Could you transcribe the entries below exactly, starting at the line that contains "The service SHOULD place a point on the chrome" and stopping at the last line, without any pictures?

============

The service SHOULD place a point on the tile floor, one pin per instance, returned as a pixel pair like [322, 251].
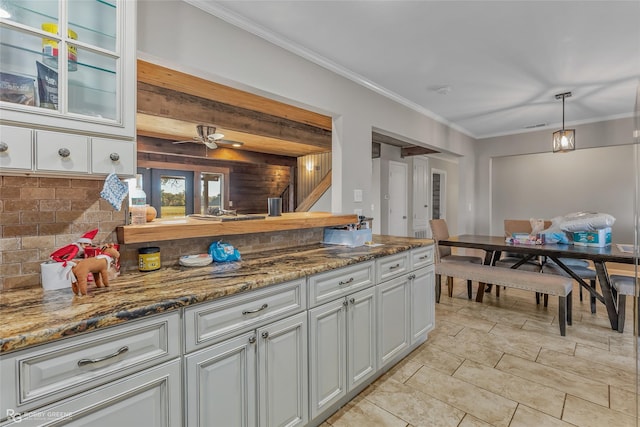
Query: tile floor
[503, 363]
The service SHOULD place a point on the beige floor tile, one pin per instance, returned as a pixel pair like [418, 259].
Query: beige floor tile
[628, 364]
[362, 413]
[559, 379]
[468, 350]
[466, 321]
[413, 406]
[480, 403]
[586, 414]
[437, 358]
[522, 348]
[552, 342]
[471, 421]
[623, 400]
[537, 396]
[528, 417]
[587, 368]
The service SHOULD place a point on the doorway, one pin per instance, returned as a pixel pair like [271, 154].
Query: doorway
[438, 194]
[397, 199]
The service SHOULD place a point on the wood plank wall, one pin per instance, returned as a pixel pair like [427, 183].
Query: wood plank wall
[320, 165]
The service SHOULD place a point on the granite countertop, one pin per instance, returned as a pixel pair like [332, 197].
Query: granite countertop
[34, 316]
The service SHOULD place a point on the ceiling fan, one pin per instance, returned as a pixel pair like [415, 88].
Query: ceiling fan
[207, 135]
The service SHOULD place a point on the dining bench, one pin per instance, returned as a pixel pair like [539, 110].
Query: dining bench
[547, 284]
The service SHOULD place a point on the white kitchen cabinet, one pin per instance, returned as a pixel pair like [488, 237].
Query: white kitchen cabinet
[15, 148]
[342, 347]
[283, 373]
[148, 398]
[422, 282]
[221, 384]
[394, 311]
[257, 378]
[69, 66]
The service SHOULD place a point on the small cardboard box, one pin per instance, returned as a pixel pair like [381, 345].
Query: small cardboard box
[351, 238]
[597, 238]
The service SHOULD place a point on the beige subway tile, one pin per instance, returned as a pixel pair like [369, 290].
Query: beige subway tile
[19, 181]
[7, 193]
[55, 205]
[9, 218]
[20, 205]
[10, 269]
[37, 242]
[55, 182]
[19, 230]
[29, 193]
[38, 217]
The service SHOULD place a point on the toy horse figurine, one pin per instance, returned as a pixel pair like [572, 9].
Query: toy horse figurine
[98, 265]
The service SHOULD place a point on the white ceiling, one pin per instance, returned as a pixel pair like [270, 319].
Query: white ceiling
[504, 61]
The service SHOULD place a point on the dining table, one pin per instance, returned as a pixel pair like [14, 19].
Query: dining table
[599, 256]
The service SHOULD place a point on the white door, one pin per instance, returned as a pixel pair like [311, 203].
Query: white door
[221, 384]
[422, 302]
[282, 373]
[421, 197]
[327, 354]
[394, 308]
[397, 199]
[361, 336]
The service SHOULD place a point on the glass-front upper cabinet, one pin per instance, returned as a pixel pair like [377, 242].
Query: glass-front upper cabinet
[69, 64]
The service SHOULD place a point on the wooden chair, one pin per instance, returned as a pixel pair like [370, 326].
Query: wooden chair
[440, 231]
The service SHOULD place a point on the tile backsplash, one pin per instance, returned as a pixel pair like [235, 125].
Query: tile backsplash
[39, 215]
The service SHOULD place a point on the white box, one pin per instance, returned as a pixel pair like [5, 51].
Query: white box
[599, 238]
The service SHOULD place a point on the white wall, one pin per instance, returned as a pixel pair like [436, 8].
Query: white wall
[179, 36]
[605, 173]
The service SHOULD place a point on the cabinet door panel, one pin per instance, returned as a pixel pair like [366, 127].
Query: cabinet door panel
[393, 319]
[282, 372]
[220, 384]
[150, 398]
[15, 151]
[422, 303]
[361, 335]
[50, 152]
[327, 347]
[102, 152]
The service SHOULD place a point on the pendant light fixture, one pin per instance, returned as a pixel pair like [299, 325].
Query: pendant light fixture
[564, 140]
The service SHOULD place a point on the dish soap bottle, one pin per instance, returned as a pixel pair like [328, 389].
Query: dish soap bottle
[138, 205]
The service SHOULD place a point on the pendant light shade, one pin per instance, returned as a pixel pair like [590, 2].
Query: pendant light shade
[564, 140]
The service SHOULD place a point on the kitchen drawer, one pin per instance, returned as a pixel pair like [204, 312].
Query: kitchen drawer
[37, 376]
[104, 151]
[62, 152]
[328, 286]
[213, 322]
[15, 147]
[392, 266]
[421, 257]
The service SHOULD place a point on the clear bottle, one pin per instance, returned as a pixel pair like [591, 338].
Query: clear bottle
[138, 206]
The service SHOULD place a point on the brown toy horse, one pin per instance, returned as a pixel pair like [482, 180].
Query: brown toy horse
[98, 265]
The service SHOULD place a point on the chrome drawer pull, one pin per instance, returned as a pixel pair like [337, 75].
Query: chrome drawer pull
[244, 313]
[84, 362]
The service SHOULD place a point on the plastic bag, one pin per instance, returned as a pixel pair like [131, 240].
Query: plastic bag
[222, 252]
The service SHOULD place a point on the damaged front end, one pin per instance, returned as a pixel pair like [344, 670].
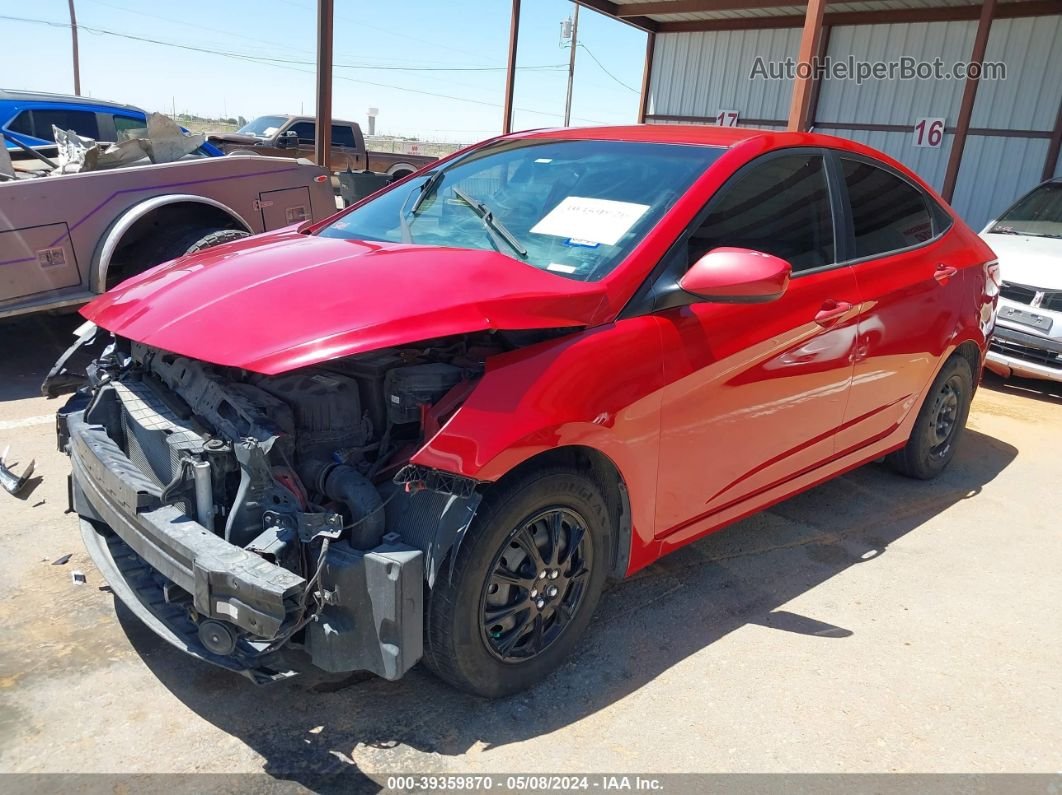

============

Task output
The service SHOULD place a point on the chrome drawer pull, one pin per instance, returned as a pixel pair like [337, 75].
Query: chrome drawer pull
[244, 313]
[84, 362]
The service SHOULD place a point on the plastic bag, one pin per instance, returned as a pixel pair like [131, 240].
Query: plastic bag
[222, 252]
The service SHOULD place a point on the damaged front end, one pin per instance, returned as a pixel pair like [344, 670].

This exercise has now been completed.